--- begin SUPPLIED RECORDS ---

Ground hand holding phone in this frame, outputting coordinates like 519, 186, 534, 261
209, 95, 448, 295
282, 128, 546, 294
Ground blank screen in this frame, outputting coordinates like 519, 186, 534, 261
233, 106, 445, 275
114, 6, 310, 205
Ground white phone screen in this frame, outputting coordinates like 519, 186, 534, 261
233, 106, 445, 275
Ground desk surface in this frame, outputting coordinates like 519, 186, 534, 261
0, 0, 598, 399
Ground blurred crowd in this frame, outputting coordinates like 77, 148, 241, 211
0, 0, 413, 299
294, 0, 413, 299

--- end SUPPLIED RECORDS ---
--- begin SUPPLIED RECORDS ---

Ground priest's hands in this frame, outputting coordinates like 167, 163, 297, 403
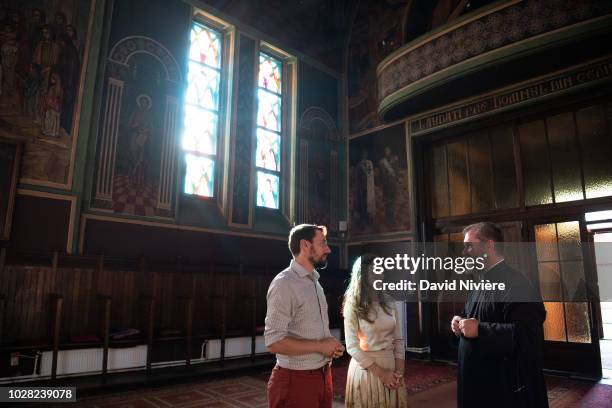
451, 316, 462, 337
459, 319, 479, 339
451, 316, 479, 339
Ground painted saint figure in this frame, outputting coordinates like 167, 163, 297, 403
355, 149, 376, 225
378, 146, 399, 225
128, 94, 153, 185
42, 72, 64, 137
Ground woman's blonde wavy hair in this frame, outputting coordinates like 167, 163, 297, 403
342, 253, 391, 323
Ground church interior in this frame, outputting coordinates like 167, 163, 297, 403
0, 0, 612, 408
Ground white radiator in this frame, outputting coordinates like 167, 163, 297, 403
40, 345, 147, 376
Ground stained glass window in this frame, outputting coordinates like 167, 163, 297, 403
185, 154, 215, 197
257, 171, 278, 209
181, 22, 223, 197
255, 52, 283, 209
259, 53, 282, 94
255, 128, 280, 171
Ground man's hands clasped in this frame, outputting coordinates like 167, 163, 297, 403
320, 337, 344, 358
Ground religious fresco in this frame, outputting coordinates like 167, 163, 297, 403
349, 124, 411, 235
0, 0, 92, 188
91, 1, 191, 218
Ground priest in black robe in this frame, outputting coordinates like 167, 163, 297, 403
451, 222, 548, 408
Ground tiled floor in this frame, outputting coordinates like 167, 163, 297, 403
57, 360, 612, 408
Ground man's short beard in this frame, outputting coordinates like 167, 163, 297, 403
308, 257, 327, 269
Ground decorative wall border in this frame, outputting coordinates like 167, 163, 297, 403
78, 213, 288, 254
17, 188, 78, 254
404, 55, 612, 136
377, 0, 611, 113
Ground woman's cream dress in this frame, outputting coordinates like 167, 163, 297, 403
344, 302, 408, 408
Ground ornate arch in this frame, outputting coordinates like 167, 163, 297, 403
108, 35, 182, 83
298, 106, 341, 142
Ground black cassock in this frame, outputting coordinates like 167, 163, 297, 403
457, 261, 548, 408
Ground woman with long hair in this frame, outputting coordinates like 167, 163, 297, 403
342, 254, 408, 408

--- end SUPPLIED RECORDS ---

* [AIM OF THE TASK]
Lay out everything from the line containing "Ground decorative wall" down to the line containing "344, 302, 408, 408" as a Markdown table. Use two columns, Row and Line: Row holds the row number and Line holds the text of that line, and blank lines are skipped.

* [FULL RESPONSE]
| Row | Line |
|---|---|
| 1 | Ground decorative wall border in this frame, outputting coordinates like 167, 163, 297, 403 |
| 2 | 78, 213, 288, 254 |
| 3 | 17, 188, 78, 254 |
| 4 | 404, 55, 612, 136 |
| 5 | 377, 0, 611, 113 |
| 6 | Ground woman's cream dress in this frame, outputting coordinates like 167, 163, 297, 403 |
| 7 | 344, 302, 408, 408 |